TASK GOAL: Put the data starting with the line containing "Where can the string" and going on through the line containing "(1179, 750)" into a two-column CSV headed text and coordinates. Each row holds one piece of wording under text and the coordinates given for it under coordinates, with every field in double quotes and any line breaks replaced by spaces.

# START OF RECORDS TO USE

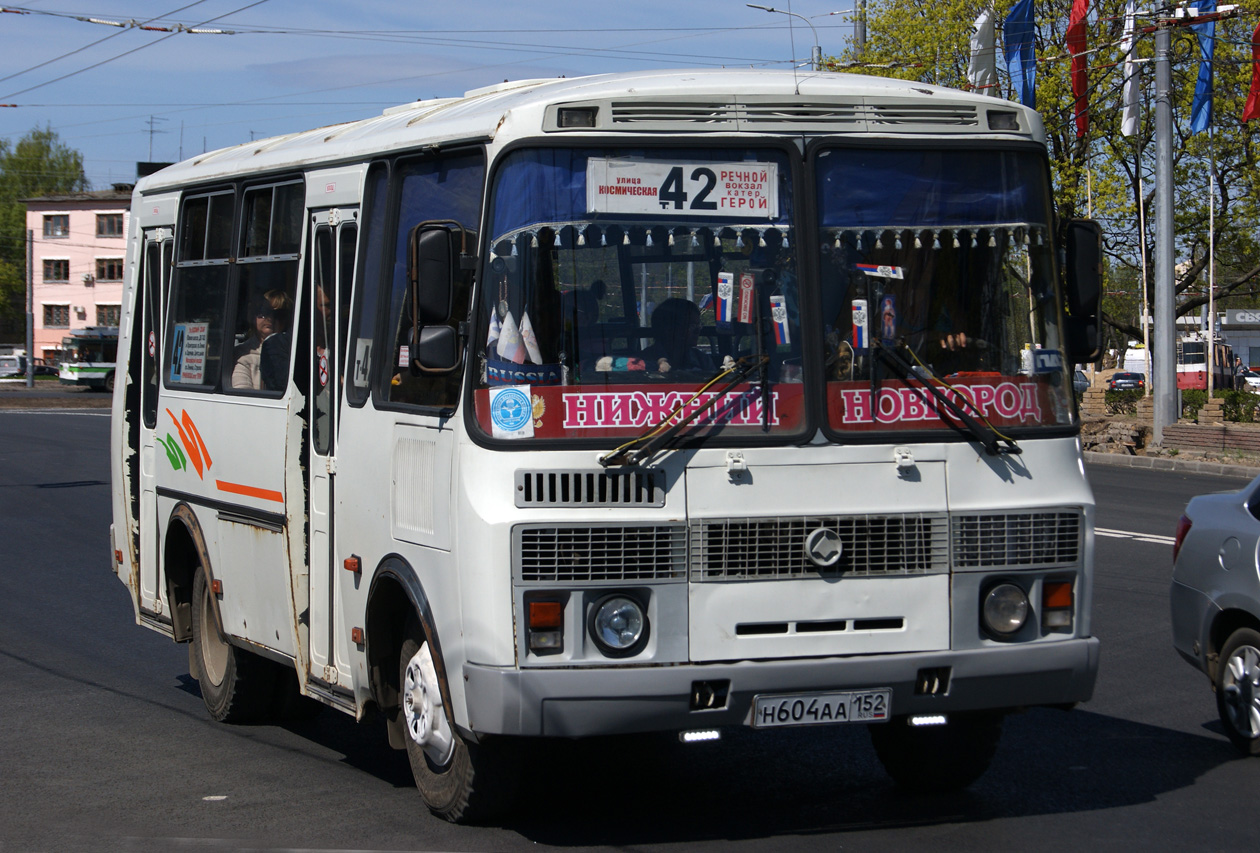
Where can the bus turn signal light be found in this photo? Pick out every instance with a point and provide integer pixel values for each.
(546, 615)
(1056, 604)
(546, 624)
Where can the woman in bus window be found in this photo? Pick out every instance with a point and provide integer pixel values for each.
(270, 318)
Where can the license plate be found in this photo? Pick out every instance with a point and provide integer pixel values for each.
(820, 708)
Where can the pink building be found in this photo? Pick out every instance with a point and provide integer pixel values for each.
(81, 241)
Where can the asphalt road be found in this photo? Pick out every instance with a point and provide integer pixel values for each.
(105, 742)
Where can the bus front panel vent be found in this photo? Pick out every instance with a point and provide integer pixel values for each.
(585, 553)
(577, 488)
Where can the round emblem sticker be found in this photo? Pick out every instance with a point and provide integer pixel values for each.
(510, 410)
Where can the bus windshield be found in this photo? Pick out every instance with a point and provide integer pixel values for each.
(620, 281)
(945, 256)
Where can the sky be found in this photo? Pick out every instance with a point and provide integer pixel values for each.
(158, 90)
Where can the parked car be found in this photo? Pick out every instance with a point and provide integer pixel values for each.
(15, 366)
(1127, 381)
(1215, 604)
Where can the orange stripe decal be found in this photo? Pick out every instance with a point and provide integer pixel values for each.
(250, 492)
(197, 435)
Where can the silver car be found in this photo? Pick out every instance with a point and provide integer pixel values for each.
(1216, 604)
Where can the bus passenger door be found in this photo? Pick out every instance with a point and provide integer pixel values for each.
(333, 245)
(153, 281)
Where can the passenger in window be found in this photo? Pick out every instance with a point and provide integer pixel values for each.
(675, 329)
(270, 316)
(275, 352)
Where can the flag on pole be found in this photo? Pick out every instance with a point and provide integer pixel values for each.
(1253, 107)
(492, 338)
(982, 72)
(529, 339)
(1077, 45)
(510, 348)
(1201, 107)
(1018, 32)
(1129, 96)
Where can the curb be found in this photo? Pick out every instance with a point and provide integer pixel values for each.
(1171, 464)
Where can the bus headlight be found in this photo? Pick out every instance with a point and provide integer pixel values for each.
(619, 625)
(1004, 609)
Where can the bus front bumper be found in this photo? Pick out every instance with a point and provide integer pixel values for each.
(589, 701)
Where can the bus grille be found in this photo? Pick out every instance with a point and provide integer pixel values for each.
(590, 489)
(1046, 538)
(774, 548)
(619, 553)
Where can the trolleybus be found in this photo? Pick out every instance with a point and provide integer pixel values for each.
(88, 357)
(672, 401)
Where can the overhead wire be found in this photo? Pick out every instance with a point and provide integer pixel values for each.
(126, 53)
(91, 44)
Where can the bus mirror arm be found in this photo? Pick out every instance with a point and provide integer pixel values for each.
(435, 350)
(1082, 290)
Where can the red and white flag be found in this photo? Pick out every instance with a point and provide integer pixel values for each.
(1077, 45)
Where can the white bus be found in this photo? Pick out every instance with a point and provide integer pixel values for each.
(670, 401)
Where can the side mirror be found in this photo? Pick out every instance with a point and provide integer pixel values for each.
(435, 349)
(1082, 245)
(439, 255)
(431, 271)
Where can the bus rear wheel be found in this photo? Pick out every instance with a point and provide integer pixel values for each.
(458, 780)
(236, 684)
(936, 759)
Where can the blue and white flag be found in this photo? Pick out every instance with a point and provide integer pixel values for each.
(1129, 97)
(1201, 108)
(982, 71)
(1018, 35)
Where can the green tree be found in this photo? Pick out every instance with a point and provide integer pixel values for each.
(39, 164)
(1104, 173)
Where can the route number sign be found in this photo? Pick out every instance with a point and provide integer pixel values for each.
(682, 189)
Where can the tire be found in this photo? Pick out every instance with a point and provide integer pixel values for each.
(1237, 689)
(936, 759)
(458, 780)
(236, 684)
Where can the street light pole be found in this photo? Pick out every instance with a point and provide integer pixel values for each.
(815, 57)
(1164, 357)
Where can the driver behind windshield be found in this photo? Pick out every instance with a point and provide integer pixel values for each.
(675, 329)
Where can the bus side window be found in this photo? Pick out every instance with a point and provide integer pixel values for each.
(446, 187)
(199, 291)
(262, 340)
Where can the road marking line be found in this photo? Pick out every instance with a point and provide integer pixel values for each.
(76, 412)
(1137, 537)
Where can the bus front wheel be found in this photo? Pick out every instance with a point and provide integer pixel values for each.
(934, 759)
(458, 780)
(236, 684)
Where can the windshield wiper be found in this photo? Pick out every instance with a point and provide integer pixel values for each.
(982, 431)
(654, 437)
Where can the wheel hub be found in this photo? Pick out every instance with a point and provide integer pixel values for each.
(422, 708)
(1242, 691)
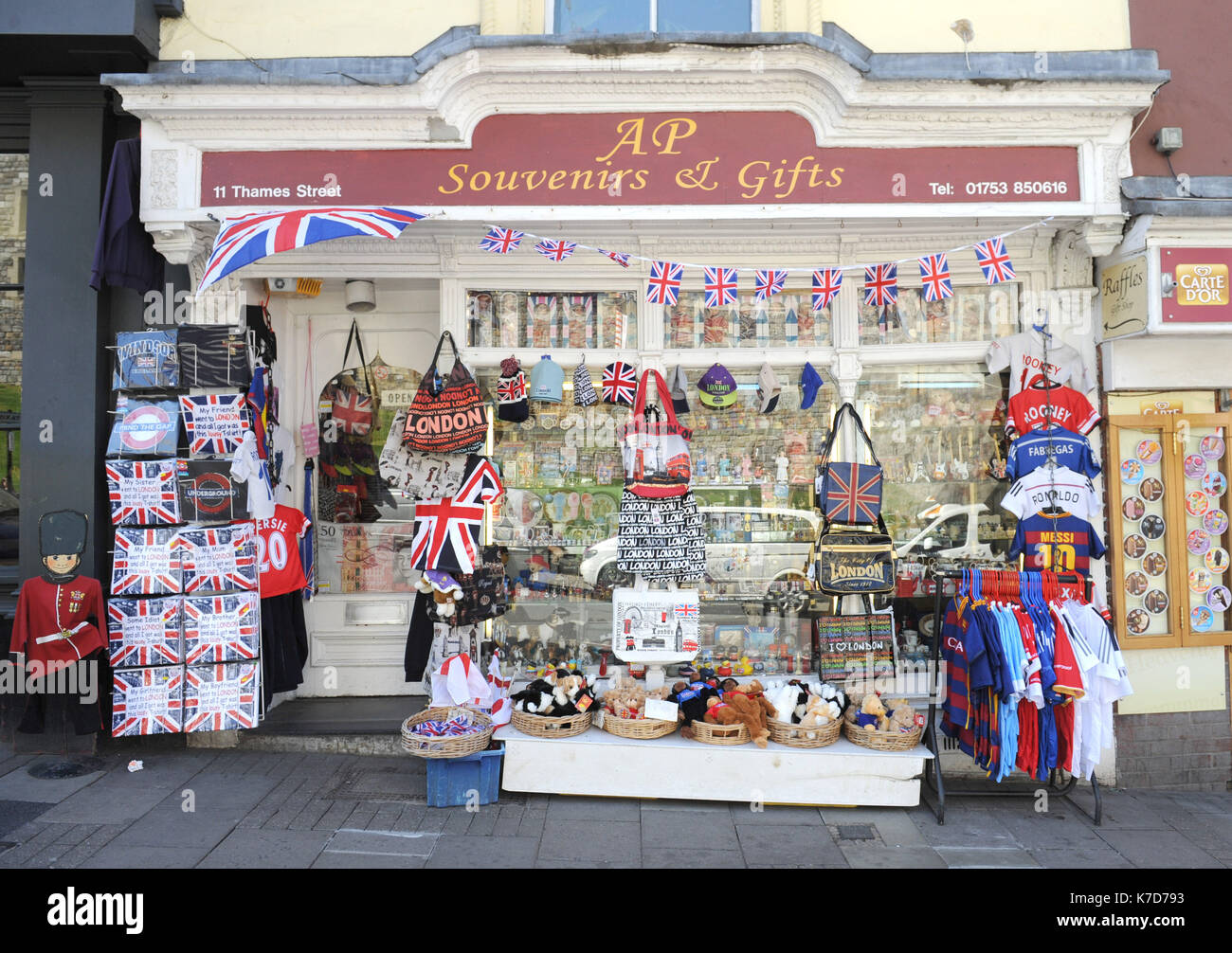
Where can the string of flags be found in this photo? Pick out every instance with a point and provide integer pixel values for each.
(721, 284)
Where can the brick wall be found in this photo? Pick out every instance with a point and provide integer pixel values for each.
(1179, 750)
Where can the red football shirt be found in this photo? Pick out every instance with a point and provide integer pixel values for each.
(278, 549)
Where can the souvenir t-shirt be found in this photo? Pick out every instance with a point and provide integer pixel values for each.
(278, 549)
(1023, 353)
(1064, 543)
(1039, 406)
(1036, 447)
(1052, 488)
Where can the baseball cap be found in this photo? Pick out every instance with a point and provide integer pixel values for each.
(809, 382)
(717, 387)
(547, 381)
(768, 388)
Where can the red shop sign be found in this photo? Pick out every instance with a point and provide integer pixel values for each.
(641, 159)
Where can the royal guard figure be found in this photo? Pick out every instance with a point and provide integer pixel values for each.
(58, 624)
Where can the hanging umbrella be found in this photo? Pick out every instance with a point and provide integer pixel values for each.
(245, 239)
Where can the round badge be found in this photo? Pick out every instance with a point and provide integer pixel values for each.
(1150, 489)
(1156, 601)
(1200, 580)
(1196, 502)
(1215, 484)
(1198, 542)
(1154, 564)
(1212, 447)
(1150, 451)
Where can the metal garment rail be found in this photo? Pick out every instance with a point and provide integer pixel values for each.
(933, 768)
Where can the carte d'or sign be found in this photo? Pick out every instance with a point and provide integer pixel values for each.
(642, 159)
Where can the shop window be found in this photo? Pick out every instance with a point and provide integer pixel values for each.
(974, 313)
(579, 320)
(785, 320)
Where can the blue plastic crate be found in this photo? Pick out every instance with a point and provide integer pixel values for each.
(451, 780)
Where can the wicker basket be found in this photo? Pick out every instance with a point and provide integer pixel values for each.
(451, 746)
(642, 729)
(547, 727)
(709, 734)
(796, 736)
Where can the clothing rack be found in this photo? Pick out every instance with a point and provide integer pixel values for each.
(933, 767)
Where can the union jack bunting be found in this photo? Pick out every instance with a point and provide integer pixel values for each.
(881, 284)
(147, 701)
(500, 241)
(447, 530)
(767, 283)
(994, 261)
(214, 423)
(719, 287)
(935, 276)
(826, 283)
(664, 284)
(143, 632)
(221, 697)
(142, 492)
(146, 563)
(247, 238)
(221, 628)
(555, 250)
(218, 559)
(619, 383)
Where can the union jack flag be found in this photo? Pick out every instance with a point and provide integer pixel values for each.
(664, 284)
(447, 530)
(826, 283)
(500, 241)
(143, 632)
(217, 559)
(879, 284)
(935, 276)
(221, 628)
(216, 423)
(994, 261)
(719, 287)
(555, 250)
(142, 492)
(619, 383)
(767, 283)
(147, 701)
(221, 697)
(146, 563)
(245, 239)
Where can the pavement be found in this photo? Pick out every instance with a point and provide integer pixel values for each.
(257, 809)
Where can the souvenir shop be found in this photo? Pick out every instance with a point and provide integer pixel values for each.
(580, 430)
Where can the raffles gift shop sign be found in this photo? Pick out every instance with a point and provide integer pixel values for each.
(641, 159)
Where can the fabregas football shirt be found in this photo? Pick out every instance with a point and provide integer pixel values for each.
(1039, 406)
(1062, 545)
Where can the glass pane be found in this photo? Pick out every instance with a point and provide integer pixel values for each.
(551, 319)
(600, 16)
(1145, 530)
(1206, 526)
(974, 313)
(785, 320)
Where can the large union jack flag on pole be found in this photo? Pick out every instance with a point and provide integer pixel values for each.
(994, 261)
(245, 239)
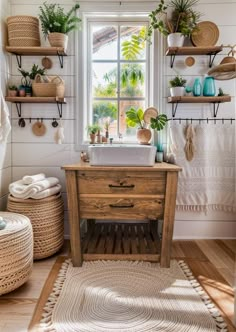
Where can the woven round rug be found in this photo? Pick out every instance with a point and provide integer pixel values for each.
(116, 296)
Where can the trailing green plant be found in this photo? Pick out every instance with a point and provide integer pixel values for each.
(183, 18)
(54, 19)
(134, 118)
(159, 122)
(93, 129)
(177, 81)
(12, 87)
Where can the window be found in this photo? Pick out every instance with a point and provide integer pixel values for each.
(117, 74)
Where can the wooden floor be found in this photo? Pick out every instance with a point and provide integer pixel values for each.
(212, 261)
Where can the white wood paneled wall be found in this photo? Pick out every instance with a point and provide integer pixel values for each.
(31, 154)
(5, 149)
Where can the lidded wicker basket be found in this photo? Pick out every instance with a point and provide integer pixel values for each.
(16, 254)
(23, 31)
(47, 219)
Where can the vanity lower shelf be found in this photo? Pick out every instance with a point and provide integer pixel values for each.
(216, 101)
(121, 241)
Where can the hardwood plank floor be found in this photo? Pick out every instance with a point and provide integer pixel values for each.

# END OF RECORDS TO USE

RESPONSE BELOW:
text,coordinates
"Where can the string of flags be found in this photo? Pick out every instance with a point and provide integer pixel values for each.","(721, 284)"
"Where can the brick wall be found in this photo? Pick out every instance with a point and provide integer pixel values for each.","(1179, 750)"